_WRITTEN EXERCISE_
Can you pick out every line below that contains the string "pillow" and copy each one? Matching is case-sensitive.

════════

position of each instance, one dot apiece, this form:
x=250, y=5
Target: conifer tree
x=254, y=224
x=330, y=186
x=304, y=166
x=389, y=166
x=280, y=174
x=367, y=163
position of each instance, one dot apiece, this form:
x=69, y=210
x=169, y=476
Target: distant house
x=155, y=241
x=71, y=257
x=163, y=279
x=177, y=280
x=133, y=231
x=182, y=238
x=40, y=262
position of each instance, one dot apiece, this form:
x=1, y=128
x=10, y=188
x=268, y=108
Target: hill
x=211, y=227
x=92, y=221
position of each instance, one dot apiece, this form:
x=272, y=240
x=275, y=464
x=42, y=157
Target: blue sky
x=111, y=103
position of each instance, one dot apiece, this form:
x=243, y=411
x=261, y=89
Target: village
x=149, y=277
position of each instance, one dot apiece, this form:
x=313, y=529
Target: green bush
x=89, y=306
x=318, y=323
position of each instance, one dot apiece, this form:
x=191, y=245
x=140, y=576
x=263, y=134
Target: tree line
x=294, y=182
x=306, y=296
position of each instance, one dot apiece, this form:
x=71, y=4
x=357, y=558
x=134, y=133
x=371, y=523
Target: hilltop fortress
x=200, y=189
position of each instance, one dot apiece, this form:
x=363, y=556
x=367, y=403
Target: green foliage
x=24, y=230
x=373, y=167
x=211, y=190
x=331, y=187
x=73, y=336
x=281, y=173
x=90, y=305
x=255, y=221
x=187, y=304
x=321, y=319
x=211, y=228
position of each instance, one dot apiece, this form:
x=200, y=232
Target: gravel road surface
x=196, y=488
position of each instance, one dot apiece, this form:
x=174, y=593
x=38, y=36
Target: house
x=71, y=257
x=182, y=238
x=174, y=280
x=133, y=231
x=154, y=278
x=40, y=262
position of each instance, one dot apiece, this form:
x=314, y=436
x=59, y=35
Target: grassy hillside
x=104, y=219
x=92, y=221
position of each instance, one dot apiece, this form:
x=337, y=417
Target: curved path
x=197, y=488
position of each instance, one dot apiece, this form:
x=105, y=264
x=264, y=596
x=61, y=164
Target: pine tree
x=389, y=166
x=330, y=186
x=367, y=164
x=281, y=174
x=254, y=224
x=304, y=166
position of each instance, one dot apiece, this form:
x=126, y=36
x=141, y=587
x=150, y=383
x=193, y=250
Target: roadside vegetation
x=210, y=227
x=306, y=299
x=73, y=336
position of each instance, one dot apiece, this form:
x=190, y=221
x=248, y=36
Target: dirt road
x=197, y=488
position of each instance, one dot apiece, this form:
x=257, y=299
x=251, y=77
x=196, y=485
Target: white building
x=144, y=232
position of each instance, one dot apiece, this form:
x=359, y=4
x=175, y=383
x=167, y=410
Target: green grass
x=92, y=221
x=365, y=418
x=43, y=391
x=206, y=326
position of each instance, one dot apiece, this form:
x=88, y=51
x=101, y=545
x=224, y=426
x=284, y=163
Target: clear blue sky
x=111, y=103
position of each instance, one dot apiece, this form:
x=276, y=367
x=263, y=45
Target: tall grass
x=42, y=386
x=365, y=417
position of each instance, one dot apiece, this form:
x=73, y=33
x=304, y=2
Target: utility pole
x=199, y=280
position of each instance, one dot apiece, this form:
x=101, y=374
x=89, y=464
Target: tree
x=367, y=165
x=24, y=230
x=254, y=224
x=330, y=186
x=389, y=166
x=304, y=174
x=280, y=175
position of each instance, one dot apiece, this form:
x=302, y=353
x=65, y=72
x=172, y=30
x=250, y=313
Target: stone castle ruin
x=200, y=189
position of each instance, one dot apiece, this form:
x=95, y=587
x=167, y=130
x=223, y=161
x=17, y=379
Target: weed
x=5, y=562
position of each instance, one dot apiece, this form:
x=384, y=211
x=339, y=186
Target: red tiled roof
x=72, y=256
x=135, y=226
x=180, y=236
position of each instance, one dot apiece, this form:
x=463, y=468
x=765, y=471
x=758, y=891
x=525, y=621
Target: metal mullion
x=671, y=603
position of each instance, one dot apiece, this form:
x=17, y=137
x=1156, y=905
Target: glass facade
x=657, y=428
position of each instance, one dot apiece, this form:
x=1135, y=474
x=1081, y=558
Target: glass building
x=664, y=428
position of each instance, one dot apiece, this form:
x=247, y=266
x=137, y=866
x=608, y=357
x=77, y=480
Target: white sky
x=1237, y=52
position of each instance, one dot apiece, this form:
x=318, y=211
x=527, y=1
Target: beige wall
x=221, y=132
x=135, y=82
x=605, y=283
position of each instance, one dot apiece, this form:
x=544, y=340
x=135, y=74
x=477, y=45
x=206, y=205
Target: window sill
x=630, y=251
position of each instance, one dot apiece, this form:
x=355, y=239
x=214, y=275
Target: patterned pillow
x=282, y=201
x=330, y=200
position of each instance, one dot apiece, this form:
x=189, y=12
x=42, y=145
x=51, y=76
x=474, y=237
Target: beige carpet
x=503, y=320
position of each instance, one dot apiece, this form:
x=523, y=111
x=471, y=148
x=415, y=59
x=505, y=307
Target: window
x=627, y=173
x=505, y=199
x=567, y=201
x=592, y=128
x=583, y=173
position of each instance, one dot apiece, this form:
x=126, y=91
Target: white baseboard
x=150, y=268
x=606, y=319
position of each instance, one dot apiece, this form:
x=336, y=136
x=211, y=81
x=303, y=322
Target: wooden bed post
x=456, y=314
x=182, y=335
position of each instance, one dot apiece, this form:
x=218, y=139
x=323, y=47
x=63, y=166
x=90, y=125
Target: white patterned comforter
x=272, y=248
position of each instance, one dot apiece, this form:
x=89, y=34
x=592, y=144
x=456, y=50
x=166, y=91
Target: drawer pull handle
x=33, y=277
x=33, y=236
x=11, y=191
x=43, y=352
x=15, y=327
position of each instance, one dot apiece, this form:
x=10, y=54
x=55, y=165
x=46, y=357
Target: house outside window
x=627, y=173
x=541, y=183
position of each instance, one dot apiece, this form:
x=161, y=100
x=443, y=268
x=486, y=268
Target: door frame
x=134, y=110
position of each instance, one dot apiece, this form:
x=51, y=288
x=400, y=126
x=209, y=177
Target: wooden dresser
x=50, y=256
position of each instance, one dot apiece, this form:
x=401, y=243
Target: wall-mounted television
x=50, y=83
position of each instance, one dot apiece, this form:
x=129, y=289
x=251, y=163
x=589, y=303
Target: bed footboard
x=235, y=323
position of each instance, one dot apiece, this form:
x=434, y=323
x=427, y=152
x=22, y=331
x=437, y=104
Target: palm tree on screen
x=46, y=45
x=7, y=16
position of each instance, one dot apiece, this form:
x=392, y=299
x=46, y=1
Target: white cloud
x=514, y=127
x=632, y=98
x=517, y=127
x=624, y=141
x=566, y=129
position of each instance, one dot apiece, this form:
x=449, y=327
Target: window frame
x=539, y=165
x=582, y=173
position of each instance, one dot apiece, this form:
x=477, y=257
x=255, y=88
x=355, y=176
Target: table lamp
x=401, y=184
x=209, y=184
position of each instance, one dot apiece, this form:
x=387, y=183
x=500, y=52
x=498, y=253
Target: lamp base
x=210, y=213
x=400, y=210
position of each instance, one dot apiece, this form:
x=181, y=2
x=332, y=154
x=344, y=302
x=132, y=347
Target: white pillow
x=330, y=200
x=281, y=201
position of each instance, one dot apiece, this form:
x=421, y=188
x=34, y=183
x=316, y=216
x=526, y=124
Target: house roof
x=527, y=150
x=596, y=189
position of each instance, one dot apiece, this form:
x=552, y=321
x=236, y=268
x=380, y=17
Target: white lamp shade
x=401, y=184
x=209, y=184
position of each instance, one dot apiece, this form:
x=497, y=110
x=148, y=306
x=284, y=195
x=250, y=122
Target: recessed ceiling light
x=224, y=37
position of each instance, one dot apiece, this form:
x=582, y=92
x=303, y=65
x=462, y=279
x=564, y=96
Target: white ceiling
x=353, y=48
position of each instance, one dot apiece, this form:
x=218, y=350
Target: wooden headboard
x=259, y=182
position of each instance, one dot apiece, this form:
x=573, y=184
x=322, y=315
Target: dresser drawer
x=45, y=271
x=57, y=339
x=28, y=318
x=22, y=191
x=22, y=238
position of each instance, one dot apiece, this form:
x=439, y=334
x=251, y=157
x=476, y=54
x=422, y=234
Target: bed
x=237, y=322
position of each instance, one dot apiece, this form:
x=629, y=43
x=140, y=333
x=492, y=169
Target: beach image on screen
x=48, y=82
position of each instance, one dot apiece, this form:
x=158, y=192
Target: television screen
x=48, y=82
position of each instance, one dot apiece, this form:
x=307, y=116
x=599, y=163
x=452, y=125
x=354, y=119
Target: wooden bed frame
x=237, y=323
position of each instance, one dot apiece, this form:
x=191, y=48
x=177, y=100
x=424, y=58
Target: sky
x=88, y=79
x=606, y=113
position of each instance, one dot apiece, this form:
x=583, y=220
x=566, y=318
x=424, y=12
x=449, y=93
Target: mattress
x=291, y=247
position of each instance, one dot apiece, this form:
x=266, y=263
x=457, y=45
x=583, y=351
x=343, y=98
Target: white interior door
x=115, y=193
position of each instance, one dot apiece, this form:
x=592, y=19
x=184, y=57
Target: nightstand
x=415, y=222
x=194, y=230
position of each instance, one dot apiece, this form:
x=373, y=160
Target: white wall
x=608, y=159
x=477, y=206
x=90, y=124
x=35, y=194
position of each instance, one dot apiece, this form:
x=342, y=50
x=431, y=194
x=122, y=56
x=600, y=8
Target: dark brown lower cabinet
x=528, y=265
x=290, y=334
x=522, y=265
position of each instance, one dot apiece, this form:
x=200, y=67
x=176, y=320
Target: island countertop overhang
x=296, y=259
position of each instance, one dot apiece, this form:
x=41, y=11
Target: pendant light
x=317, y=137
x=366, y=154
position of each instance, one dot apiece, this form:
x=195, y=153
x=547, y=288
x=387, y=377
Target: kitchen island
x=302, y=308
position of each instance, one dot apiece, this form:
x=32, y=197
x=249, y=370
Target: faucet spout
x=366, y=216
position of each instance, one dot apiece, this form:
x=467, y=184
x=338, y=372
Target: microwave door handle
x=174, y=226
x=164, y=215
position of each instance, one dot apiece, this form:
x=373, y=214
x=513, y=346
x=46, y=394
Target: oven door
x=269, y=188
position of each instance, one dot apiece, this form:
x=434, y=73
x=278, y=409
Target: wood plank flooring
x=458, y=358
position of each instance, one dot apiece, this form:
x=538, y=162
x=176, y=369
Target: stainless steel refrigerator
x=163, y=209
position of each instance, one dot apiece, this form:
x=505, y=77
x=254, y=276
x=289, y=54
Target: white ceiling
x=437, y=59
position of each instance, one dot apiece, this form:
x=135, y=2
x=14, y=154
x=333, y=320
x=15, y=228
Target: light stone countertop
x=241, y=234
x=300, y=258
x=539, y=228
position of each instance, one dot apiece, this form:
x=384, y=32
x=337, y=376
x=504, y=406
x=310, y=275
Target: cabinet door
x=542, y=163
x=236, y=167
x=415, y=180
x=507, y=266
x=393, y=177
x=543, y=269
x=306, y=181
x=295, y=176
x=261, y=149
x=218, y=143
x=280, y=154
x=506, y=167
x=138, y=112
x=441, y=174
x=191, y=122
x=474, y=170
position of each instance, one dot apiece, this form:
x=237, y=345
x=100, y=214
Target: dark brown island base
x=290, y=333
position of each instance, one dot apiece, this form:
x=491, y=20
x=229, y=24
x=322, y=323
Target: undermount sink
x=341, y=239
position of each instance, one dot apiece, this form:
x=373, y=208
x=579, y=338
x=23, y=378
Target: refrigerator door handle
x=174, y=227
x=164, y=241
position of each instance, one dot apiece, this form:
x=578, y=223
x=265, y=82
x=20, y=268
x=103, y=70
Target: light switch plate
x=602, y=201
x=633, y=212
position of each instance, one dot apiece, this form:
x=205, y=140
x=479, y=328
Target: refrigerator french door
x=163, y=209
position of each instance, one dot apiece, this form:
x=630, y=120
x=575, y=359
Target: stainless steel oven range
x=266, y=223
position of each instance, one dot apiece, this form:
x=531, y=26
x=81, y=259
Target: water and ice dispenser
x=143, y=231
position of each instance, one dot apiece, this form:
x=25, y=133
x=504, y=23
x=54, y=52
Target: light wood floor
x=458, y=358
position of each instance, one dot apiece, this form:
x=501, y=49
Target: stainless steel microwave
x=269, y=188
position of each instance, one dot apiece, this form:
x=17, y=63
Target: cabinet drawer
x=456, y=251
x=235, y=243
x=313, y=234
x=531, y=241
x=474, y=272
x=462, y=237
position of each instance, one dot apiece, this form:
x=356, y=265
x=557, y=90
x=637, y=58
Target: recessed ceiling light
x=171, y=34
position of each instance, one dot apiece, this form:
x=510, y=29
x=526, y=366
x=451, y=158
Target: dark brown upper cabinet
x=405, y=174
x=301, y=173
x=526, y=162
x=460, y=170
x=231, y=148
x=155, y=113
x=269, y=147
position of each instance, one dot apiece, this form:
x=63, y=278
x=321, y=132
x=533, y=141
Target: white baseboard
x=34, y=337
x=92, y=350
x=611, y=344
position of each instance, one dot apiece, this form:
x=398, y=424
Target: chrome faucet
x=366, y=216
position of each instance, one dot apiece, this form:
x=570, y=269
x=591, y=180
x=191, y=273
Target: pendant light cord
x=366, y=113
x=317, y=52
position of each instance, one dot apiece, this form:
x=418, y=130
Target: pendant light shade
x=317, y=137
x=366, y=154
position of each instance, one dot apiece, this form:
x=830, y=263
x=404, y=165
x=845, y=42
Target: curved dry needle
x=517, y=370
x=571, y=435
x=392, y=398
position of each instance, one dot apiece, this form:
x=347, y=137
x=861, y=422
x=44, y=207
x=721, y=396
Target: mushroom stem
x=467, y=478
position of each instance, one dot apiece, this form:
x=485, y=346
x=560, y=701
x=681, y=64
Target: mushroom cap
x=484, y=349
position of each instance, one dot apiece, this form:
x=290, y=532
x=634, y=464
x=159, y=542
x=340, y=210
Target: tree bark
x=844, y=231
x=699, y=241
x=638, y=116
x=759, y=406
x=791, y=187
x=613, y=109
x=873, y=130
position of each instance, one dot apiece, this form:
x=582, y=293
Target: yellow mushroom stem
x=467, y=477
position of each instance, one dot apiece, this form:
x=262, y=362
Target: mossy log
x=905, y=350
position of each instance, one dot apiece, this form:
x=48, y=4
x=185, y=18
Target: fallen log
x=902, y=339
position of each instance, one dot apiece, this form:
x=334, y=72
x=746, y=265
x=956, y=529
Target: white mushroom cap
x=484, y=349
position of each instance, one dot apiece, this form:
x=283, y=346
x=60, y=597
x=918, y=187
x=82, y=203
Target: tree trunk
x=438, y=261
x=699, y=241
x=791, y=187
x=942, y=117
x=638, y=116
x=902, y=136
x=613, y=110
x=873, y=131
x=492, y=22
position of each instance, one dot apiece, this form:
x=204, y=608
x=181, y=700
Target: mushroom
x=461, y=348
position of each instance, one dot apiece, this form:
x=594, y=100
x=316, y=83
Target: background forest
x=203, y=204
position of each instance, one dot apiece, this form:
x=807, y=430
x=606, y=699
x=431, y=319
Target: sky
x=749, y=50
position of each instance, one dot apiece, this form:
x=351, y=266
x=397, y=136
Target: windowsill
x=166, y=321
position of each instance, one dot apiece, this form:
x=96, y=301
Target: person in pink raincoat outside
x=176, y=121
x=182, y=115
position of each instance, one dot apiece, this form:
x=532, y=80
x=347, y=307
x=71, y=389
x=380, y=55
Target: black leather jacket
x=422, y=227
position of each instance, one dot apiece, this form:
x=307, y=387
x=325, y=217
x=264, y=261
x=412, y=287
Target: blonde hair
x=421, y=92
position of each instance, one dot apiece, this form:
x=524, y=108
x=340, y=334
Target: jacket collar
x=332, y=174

════════

_SOLUTION TO THE EXERCISE_
Target: patterned pillow
Target: white pillow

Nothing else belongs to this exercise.